[Stored data entries]
Content starts
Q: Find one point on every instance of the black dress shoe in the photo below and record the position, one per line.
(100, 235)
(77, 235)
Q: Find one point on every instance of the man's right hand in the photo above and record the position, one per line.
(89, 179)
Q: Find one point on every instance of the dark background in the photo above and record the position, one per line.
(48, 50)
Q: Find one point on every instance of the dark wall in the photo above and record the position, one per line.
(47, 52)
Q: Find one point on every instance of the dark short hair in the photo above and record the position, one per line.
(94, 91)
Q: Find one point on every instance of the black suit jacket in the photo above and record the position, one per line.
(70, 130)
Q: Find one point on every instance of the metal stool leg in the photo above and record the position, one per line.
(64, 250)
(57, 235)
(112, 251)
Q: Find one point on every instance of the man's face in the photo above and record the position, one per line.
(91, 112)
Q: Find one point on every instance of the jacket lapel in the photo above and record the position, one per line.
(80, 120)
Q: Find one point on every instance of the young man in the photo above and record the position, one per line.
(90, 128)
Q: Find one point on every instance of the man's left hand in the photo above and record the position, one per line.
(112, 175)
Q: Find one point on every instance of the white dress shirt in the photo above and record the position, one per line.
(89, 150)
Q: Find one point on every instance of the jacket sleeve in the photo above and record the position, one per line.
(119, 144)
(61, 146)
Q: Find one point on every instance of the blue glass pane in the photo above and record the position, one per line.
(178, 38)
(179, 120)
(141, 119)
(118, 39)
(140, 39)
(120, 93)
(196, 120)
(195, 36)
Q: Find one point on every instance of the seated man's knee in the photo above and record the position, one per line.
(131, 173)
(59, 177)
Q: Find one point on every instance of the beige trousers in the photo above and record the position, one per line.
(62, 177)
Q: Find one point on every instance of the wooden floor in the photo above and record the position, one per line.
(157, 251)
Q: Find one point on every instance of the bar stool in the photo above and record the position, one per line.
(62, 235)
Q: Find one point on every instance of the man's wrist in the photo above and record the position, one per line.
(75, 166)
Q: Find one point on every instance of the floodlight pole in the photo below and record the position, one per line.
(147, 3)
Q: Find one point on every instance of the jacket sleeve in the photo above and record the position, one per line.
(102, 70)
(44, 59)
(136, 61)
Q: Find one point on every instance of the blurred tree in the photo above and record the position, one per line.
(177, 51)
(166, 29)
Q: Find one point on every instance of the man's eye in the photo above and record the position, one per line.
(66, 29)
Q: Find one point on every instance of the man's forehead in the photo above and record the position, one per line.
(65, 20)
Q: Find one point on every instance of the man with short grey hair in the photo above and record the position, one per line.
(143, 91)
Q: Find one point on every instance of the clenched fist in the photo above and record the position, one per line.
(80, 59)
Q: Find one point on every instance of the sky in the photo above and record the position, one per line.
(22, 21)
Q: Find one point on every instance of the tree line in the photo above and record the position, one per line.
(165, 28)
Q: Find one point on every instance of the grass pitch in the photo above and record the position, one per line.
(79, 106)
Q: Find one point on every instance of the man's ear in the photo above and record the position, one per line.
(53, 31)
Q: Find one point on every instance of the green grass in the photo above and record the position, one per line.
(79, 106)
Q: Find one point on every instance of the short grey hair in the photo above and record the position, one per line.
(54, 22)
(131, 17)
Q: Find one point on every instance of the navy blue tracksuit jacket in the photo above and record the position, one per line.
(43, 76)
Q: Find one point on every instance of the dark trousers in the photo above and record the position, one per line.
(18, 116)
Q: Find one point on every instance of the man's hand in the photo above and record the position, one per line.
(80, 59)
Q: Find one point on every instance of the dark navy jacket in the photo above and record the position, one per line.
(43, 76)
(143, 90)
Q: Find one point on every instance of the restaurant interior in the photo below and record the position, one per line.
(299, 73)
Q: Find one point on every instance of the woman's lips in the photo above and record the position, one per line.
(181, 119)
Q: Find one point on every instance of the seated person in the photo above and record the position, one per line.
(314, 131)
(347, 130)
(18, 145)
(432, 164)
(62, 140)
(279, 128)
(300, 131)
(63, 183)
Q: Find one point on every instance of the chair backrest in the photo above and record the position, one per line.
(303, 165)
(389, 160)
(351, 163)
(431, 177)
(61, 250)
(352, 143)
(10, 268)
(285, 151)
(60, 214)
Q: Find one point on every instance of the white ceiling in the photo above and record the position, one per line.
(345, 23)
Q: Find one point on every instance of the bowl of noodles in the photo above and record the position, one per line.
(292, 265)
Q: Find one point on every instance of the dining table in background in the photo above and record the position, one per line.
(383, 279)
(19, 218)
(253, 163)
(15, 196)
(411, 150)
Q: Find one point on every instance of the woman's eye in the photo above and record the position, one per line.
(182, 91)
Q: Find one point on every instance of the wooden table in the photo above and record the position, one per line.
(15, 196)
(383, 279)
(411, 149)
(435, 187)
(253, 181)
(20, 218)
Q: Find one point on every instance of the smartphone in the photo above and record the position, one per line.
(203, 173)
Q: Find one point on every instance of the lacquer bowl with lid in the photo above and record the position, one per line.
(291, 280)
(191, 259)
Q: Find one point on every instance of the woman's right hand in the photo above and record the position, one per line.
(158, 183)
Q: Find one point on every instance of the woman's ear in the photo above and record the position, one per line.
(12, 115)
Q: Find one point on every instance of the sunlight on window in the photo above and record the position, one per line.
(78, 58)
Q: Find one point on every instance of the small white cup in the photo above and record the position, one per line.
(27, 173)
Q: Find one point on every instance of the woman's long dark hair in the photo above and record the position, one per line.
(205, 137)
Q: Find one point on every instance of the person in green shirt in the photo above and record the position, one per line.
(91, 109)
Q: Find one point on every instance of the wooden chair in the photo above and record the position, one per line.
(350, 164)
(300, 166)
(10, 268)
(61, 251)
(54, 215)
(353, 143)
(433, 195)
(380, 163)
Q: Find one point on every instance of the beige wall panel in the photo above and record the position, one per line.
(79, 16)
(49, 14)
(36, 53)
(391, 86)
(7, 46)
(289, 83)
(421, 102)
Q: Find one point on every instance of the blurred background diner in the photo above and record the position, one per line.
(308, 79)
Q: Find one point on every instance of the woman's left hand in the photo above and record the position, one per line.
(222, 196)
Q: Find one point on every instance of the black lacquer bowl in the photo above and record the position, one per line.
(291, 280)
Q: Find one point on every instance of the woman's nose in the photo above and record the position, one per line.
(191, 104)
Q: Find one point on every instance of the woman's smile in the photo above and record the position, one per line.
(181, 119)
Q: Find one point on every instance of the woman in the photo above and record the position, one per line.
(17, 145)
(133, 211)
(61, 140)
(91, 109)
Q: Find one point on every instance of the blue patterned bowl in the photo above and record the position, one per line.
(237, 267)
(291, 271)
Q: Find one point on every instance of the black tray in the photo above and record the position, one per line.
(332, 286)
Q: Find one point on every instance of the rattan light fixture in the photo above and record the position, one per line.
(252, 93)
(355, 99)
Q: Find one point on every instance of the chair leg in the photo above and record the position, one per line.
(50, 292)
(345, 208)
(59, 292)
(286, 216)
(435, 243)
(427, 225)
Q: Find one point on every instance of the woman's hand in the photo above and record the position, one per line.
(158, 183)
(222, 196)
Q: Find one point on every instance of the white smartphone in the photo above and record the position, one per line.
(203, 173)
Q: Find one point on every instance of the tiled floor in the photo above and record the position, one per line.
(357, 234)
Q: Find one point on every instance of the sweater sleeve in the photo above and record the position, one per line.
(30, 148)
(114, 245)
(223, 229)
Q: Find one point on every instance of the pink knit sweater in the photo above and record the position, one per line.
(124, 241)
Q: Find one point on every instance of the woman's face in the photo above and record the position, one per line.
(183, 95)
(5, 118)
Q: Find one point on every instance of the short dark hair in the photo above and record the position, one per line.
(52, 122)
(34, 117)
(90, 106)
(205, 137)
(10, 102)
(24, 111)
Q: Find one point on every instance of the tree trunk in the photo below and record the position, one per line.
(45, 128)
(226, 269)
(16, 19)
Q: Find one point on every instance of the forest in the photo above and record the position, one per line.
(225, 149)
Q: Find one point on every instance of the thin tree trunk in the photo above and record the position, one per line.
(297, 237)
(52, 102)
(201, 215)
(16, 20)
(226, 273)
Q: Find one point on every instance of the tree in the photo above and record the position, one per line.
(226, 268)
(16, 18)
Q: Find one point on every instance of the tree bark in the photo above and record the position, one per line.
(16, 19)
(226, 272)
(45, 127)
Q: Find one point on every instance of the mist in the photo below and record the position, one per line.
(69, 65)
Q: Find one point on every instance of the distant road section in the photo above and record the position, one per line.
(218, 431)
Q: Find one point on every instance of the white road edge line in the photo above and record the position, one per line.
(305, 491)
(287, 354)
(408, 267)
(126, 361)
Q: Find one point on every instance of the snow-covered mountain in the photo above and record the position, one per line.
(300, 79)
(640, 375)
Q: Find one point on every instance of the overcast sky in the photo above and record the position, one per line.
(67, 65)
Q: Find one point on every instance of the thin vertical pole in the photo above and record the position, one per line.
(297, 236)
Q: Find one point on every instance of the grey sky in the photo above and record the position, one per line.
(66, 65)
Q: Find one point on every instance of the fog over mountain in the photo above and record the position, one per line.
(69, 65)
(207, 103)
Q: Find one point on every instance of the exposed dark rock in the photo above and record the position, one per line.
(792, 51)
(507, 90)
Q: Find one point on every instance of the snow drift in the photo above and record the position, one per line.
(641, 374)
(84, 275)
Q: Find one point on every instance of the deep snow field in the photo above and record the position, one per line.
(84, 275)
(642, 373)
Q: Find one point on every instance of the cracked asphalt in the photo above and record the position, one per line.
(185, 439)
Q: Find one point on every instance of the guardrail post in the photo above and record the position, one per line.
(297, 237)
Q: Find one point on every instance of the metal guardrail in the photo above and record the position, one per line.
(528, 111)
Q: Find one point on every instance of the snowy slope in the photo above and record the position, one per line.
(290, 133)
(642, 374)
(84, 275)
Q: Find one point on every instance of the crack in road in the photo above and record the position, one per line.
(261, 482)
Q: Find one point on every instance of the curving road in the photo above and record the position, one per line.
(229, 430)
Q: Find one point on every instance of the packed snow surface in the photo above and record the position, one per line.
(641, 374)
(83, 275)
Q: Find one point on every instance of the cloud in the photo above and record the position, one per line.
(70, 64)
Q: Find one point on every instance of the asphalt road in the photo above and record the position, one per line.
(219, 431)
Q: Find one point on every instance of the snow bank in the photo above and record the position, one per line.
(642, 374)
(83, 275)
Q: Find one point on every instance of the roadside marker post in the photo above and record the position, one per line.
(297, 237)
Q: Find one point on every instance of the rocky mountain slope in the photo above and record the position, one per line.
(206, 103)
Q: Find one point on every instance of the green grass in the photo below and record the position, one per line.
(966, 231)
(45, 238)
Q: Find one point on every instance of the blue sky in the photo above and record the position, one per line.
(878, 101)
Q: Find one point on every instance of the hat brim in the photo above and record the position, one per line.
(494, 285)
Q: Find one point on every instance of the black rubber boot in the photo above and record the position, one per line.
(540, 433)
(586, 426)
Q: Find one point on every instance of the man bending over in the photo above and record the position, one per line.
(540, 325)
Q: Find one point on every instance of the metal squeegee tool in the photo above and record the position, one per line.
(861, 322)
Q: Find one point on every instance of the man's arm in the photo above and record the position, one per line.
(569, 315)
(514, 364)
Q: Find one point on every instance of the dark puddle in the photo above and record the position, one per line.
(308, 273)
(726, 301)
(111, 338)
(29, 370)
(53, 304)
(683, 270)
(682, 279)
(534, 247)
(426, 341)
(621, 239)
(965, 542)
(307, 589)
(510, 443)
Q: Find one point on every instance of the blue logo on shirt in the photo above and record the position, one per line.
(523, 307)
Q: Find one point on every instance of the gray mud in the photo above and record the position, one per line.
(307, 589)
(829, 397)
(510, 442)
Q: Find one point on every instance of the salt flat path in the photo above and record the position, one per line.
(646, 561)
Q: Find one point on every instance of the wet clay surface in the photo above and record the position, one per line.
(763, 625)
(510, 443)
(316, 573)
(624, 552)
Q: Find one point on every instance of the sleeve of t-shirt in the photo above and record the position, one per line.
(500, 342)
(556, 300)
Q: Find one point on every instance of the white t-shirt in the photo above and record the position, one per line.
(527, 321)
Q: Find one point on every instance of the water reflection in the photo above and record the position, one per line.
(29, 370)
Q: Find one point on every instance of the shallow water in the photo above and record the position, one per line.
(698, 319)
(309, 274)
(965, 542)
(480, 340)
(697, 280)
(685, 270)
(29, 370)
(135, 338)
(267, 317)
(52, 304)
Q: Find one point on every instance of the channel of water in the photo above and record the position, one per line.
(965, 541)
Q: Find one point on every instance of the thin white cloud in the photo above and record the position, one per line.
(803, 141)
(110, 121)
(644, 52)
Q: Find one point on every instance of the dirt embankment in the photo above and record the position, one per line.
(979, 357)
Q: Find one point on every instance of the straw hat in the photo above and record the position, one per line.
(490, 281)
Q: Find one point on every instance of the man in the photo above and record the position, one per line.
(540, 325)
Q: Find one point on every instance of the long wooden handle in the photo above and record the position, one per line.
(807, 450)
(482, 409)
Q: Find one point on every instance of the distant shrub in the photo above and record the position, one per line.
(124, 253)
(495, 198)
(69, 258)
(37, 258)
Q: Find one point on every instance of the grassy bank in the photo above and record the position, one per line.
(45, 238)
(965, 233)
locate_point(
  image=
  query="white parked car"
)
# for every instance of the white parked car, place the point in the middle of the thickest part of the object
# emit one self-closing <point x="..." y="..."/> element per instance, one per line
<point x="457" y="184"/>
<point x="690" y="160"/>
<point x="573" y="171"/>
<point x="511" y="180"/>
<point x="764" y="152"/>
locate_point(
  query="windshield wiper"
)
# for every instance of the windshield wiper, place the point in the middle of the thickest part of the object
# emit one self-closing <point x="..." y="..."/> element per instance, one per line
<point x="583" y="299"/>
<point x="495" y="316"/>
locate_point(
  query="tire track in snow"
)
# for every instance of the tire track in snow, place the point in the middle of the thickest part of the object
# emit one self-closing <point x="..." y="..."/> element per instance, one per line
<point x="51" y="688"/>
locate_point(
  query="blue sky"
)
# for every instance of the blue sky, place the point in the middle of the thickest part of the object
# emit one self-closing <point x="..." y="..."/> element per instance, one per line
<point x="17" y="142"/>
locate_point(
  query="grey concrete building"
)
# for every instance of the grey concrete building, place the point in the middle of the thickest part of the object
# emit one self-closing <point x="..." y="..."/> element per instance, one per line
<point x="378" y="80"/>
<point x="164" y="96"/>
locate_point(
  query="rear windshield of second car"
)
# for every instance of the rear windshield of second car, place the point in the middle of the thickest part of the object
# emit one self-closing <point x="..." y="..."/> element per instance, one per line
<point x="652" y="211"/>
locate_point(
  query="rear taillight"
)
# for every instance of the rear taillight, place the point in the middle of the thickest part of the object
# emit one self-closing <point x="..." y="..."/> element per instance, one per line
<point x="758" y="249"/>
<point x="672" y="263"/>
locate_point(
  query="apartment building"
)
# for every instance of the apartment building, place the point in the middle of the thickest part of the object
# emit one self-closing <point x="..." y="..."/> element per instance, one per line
Content ends
- Your goal
Whenever a line above includes the string "parked", copy it.

- Answer to this task
  query="white parked car"
# for every instance of the white parked car, place the point in the middle of the thickest part of the object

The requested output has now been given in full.